[Lines of data]
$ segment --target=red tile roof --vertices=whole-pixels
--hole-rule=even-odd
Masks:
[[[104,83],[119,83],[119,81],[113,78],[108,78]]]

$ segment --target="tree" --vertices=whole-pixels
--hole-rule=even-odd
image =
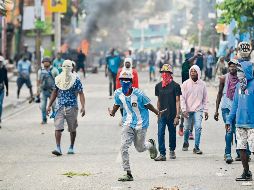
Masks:
[[[234,33],[248,32],[250,37],[254,35],[254,1],[253,0],[224,0],[217,4],[222,10],[221,21],[229,24],[233,19],[237,25]]]

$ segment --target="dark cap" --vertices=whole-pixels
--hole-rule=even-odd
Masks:
[[[50,62],[51,63],[51,59],[50,59],[50,57],[44,57],[41,62],[42,63],[44,63],[44,62]]]

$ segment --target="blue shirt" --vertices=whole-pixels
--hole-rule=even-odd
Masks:
[[[23,59],[21,59],[18,62],[19,75],[29,76],[30,72],[31,72],[31,62],[29,60],[24,61]]]
[[[68,90],[61,90],[56,86],[58,91],[58,108],[61,107],[78,107],[77,95],[83,91],[80,79],[76,79],[73,86]]]
[[[148,128],[149,111],[145,105],[151,100],[138,88],[133,88],[130,96],[122,93],[122,88],[115,91],[115,105],[123,108],[123,127]]]
[[[251,62],[242,62],[242,69],[248,80],[247,89],[244,94],[240,89],[240,84],[236,86],[232,109],[227,117],[227,124],[232,124],[236,118],[236,127],[254,129],[254,73]]]
[[[119,56],[109,56],[106,58],[106,62],[108,69],[116,74],[121,63],[121,58]]]

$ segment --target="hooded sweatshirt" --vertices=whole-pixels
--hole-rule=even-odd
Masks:
[[[232,109],[226,124],[232,124],[236,118],[236,127],[254,128],[254,73],[252,67],[253,64],[242,64],[247,79],[246,90],[242,93],[240,82],[237,84]]]
[[[198,80],[191,79],[190,71],[195,69],[198,73]],[[182,84],[181,108],[183,112],[208,112],[207,89],[205,82],[201,80],[201,71],[197,65],[193,65],[189,70],[189,79]]]

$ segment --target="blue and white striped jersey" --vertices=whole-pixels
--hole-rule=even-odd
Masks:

**Stated task**
Rewrite the listing above with every "even-odd" changed to "nonzero" and nothing else altered. Leave the pictures out.

**Reply**
$ segment --target=red tile roof --vertices=whole-pixels
--hole-rule=nonzero
Masks:
[[[104,83],[119,83],[119,81],[113,78],[108,78]]]

$ segment --target="tree" --vertices=whole-pixels
--hole-rule=nonzero
image =
Masks:
[[[234,33],[248,32],[250,37],[254,35],[254,1],[253,0],[224,0],[217,4],[222,10],[221,21],[229,24],[233,19],[237,25]]]

$ segment --target="dark cap" --vertices=whole-pixels
--hole-rule=nonzero
Masks:
[[[50,62],[51,63],[51,59],[50,59],[50,57],[44,57],[41,62],[42,63],[44,63],[44,62]]]

$ segment --target="blue shirt" --vertices=whole-pixels
--hole-rule=nonzero
Masks:
[[[23,59],[21,59],[18,62],[19,75],[29,76],[30,72],[31,72],[31,62],[29,60],[24,61]]]
[[[68,90],[61,90],[56,86],[58,91],[58,108],[61,107],[78,107],[77,95],[83,91],[80,79],[76,79],[73,86]]]
[[[148,128],[149,111],[145,105],[151,100],[138,88],[133,88],[130,96],[122,93],[122,88],[115,91],[115,105],[123,108],[123,127]]]
[[[251,62],[242,62],[242,69],[248,80],[247,89],[244,94],[240,89],[240,84],[236,86],[232,109],[227,117],[227,124],[232,124],[236,118],[236,127],[254,129],[254,73]]]
[[[119,56],[109,56],[106,58],[106,62],[108,69],[116,74],[121,63],[121,58]]]

$ segment --target="hooded sweatshirt" --vertices=whole-pixels
--hole-rule=nonzero
Masks:
[[[232,109],[226,124],[232,124],[236,118],[236,127],[254,128],[254,73],[252,67],[253,64],[242,64],[247,79],[246,90],[242,93],[240,82],[237,84]]]
[[[198,80],[191,79],[190,71],[195,69],[198,73]],[[182,84],[181,108],[183,112],[208,112],[207,89],[205,82],[201,80],[201,71],[197,65],[193,65],[189,70],[189,79]]]

$ segment --target="blue and white striped jersey" --vertices=whole-pixels
--hole-rule=nonzero
Masks:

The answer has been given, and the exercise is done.